** Task objective **
Transcribe the entries below verbatim, starting at their first line and ending at the line that contains "x=169, y=339", with both of those lines included.
** START OF Records **
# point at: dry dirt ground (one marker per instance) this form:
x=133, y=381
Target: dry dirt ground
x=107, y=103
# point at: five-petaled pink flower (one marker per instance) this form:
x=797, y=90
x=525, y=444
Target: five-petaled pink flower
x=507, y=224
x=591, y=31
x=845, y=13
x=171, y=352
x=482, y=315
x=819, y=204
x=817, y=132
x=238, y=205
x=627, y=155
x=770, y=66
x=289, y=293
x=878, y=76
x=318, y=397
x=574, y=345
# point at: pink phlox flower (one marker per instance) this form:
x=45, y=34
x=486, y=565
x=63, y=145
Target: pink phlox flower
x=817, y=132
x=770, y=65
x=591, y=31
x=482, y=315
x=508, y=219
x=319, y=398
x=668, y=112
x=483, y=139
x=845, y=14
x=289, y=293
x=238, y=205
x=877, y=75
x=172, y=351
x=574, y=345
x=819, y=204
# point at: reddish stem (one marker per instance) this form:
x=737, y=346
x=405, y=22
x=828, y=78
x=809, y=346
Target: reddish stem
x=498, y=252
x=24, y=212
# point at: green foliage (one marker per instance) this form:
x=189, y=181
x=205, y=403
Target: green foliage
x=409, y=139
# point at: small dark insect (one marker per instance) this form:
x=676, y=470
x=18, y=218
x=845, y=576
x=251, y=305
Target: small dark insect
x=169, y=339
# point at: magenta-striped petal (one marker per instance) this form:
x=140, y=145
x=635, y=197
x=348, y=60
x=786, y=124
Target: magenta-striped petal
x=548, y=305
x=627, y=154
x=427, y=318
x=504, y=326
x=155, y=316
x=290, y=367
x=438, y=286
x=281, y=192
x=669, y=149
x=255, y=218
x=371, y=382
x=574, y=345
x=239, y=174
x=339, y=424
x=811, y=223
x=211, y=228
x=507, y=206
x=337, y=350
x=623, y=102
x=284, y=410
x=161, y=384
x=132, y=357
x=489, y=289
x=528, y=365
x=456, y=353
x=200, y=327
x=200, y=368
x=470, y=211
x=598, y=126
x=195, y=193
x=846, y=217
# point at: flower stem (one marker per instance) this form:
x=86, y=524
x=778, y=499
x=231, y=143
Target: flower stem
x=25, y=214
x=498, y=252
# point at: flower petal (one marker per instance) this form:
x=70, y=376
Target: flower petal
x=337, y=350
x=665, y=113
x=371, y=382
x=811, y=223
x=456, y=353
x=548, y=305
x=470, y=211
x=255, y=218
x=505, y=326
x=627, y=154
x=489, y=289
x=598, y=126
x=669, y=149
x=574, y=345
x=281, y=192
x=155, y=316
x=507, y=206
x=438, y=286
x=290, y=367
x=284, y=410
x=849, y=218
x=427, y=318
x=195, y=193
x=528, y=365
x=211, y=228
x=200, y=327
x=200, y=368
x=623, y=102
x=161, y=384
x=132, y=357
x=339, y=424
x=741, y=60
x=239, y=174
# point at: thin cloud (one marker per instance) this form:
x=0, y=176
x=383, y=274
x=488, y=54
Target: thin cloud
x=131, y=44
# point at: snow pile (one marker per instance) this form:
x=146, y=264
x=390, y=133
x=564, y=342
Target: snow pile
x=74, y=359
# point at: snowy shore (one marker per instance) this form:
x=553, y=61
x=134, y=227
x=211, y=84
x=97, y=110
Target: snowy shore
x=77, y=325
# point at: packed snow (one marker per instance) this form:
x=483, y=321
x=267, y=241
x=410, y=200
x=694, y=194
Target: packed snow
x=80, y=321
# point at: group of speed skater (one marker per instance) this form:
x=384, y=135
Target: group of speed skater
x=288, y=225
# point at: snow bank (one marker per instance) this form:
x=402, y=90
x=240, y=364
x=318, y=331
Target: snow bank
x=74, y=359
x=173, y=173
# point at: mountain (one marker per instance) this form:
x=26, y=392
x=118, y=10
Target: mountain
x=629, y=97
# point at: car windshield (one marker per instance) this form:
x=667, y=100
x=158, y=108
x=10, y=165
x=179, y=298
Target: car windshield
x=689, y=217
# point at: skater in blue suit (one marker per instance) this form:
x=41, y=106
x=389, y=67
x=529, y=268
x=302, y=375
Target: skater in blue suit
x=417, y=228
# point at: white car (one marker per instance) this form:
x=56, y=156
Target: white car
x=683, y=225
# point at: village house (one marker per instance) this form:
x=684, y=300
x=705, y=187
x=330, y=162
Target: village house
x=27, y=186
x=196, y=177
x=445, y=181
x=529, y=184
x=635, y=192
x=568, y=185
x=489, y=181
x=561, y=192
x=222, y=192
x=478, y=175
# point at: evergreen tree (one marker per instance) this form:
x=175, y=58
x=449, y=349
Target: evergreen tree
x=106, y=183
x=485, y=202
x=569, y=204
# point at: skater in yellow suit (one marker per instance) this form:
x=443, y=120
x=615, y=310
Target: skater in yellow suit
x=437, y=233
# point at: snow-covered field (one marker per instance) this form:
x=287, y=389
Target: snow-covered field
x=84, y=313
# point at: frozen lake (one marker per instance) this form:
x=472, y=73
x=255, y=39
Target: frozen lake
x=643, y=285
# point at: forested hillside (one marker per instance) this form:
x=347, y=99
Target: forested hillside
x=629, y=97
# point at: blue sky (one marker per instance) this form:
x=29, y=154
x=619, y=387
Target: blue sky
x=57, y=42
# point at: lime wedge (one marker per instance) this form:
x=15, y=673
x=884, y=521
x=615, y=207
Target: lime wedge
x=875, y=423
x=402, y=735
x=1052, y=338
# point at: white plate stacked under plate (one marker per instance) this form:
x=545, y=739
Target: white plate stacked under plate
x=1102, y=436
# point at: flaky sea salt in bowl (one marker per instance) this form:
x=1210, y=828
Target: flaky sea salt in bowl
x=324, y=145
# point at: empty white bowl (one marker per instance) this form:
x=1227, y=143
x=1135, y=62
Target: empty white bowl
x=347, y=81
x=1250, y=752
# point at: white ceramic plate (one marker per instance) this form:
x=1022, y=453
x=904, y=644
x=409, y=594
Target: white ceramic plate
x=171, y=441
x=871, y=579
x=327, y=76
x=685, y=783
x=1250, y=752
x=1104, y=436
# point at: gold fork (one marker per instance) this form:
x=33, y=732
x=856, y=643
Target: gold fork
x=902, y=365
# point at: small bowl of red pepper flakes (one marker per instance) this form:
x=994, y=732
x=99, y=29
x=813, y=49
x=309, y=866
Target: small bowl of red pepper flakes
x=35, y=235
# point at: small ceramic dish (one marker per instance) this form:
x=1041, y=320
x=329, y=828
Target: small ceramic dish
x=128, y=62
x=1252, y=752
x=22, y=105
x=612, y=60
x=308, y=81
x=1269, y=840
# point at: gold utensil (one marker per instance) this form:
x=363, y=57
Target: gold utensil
** END OF Records **
** Solution to this task **
# point at: dry dirt ground (one marker per instance) this form:
x=133, y=381
Target: dry dirt ground
x=107, y=103
# point at: five-petaled pink flower (one marker per instance) this form:
x=797, y=90
x=525, y=444
Target: five-petaled pink flower
x=507, y=224
x=591, y=31
x=845, y=13
x=171, y=352
x=482, y=315
x=819, y=204
x=817, y=132
x=238, y=205
x=627, y=155
x=770, y=66
x=289, y=293
x=878, y=76
x=318, y=397
x=574, y=345
# point at: pink phlox flower (one marker per instance) this form:
x=45, y=34
x=486, y=565
x=63, y=145
Target: pink phlox flower
x=817, y=132
x=770, y=65
x=591, y=31
x=482, y=315
x=508, y=219
x=319, y=398
x=668, y=112
x=483, y=139
x=845, y=14
x=289, y=293
x=238, y=205
x=877, y=75
x=172, y=351
x=574, y=345
x=819, y=204
# point at: reddish stem (one marker per instance) this form:
x=737, y=346
x=405, y=22
x=828, y=78
x=809, y=346
Target: reddish stem
x=498, y=252
x=24, y=212
# point at: green foliage (one marker per instance) this form:
x=189, y=181
x=205, y=403
Target: green foliage
x=409, y=139
# point at: small dark insect (one marker per instance) this form:
x=676, y=470
x=18, y=218
x=845, y=576
x=251, y=305
Target: small dark insect
x=169, y=339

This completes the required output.